▶
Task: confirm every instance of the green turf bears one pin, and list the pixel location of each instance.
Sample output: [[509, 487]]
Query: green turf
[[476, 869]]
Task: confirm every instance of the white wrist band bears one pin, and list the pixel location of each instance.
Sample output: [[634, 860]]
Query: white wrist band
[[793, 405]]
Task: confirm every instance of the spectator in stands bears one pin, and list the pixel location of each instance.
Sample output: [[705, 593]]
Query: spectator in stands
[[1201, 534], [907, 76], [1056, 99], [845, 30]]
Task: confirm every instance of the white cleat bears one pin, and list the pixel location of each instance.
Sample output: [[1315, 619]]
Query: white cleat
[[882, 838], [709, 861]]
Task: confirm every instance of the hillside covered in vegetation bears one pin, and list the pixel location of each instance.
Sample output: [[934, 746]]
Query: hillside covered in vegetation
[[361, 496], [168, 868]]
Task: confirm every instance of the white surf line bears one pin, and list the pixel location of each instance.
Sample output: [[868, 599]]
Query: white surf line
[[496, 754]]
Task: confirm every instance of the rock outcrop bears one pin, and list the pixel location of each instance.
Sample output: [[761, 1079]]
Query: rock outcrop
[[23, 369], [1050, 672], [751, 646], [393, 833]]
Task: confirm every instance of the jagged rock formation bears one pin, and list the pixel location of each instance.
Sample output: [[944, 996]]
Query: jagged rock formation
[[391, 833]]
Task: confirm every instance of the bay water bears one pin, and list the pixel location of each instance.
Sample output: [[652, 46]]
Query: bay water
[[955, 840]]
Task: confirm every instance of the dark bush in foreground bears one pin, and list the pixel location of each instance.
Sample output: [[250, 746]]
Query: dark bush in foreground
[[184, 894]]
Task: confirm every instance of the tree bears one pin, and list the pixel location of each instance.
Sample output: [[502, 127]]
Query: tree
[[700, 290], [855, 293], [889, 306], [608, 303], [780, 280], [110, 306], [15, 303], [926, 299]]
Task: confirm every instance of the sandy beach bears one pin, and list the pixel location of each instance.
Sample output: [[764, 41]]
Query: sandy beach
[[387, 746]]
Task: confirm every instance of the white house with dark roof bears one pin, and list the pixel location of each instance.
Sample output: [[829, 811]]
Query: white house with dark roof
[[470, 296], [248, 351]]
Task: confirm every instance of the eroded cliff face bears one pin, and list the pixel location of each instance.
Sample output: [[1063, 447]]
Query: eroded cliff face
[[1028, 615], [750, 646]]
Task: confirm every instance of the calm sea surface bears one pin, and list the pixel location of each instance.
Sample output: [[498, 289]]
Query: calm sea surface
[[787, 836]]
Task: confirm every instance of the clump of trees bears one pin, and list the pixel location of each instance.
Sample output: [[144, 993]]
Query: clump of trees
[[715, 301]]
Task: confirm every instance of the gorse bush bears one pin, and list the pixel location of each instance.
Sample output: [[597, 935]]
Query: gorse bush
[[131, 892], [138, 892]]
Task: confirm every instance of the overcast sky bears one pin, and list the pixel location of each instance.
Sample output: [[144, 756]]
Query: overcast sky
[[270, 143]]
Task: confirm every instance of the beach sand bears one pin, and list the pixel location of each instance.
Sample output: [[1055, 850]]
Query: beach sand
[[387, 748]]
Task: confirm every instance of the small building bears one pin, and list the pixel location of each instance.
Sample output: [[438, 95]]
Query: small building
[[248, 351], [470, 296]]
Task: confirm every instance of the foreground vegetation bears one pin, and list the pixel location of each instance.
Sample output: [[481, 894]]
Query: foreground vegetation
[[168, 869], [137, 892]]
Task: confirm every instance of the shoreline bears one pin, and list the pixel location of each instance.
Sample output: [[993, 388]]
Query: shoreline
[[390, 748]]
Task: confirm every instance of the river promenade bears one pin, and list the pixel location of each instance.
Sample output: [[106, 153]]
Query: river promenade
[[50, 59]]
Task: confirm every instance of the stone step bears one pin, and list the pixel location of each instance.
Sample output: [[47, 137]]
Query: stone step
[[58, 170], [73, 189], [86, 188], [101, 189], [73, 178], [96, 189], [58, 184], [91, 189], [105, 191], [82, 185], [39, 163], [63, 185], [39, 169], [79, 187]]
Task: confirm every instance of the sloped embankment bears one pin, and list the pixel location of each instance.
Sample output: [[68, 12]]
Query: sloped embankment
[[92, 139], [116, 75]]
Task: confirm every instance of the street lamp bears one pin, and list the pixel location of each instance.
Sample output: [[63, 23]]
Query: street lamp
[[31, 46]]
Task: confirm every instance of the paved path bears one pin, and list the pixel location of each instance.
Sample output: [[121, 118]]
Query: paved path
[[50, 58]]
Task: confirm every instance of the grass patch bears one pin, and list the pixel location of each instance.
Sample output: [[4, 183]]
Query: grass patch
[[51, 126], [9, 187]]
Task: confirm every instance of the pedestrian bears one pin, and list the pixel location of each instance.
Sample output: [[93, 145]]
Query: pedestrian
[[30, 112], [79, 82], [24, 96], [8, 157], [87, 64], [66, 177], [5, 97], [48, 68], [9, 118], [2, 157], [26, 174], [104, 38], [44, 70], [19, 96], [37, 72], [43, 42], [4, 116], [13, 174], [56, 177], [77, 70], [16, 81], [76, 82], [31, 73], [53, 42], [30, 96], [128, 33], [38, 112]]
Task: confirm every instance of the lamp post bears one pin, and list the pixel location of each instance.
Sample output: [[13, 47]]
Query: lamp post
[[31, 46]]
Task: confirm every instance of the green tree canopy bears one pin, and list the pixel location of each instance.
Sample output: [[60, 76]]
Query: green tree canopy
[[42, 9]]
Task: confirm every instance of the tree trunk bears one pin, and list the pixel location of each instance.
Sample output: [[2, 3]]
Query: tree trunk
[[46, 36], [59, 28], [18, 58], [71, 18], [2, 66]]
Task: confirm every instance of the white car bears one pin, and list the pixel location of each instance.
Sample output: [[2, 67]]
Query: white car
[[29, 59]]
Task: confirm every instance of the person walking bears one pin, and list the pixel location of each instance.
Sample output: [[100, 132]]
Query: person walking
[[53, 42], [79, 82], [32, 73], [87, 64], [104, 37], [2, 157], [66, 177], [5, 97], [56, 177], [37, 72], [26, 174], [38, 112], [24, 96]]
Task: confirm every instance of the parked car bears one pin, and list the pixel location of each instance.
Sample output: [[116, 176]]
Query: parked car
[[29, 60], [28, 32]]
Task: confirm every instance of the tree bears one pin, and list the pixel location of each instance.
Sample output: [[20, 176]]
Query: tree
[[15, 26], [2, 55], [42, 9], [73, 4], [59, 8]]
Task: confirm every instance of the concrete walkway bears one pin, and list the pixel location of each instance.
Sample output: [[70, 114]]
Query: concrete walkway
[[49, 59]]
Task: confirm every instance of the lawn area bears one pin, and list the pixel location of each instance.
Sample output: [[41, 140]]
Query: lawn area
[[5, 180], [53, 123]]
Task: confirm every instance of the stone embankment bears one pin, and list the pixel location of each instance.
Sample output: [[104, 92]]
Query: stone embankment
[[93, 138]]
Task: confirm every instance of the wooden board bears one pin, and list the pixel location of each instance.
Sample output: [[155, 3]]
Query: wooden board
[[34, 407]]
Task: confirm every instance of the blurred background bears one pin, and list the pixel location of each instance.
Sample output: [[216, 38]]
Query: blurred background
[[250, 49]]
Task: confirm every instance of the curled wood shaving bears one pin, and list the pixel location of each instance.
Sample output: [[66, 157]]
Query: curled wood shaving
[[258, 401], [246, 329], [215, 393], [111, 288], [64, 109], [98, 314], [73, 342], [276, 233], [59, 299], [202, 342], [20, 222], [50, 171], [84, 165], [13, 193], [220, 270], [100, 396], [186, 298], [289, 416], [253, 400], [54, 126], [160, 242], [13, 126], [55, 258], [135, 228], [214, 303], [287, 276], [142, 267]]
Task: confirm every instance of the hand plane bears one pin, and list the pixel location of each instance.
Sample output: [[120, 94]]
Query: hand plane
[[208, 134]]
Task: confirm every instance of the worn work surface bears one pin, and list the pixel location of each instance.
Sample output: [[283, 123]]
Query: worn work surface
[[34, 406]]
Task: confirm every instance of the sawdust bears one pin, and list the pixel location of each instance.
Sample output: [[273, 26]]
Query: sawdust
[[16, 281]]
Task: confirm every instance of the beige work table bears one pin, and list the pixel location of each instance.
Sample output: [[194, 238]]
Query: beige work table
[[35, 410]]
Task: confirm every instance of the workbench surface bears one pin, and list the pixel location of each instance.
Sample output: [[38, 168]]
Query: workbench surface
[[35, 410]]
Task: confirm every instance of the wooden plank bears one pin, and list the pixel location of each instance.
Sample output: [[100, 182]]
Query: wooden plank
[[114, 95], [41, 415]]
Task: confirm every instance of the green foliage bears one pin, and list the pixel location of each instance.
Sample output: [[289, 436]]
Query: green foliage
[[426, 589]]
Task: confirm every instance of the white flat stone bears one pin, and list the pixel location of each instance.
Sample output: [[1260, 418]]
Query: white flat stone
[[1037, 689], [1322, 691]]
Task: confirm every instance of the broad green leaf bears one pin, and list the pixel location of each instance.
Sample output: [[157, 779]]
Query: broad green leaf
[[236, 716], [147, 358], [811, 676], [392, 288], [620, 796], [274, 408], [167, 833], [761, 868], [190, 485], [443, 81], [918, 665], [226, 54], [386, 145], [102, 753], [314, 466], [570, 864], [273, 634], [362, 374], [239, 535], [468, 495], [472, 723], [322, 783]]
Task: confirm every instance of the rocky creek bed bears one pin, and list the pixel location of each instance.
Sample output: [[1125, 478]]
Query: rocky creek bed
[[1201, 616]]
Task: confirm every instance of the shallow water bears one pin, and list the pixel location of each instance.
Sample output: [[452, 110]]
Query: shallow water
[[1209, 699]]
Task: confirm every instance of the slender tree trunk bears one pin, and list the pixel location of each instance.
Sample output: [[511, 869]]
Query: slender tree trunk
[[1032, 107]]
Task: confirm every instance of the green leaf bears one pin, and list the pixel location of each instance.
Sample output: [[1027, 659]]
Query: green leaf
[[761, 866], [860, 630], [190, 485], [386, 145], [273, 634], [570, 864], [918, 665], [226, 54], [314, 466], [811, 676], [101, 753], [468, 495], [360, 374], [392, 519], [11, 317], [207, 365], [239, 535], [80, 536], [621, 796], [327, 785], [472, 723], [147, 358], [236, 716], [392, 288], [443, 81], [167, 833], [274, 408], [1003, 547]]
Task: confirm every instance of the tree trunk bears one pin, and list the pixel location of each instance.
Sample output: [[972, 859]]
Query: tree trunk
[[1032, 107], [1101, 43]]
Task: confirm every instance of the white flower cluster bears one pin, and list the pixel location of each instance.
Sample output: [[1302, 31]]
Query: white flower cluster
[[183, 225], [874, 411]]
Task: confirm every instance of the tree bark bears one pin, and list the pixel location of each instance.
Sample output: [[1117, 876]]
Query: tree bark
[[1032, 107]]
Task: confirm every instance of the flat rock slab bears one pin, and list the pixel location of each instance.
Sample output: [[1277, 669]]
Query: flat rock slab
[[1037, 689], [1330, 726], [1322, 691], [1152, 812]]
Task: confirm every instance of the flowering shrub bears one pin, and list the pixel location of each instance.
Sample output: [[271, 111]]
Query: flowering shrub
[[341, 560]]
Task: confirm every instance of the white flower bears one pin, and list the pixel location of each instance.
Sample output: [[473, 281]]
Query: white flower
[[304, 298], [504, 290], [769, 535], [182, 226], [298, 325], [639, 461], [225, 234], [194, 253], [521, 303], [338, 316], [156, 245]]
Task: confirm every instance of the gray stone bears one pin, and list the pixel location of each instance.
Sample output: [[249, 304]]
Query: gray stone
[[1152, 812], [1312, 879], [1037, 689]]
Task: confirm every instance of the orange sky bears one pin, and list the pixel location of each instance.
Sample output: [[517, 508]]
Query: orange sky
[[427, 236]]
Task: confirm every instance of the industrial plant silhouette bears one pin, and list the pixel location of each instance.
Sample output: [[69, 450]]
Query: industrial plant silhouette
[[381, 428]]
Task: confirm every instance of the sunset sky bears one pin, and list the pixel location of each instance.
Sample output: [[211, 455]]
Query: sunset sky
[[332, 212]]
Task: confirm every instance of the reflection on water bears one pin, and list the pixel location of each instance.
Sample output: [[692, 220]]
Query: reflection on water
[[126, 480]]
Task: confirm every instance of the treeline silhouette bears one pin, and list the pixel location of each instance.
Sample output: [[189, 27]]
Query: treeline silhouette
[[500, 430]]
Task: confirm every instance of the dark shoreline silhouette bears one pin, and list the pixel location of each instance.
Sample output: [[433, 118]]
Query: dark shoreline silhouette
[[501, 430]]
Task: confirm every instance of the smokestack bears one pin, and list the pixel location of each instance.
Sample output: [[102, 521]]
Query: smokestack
◀
- [Directions for this task]
All lines from the line containing "Task: confirm every instance of the sunset" through the end of the listing above are to be duplicated exactly; include both ends and nothing further.

- [Exercise result]
Task: confirm every instance of the sunset sky bears one pin, and list the pixel location of each instance.
Sample output: [[211, 455]]
Query: sunset sky
[[332, 212]]
Task: confirm every instance of the reflection on water bears one pin, and list the pixel location of each instance.
Sample output: [[692, 220]]
Query: reflection on water
[[126, 480]]
Task: confirm every instance of the treeline silhouette bears one pin, and list the pixel location of each instance.
Sample output: [[189, 27]]
Query: treeline silhouette
[[500, 430]]
Task: confirm every instance of the dark shoreline silhouette bears one pin, and list the pixel location of each instance.
Sample output: [[433, 118]]
Query: dark shoreline silhouette
[[501, 430]]
Task: confirm every instance of the smokestack bears one pin, and list the pixel location of each instance.
Sample output: [[102, 521]]
Query: smokestack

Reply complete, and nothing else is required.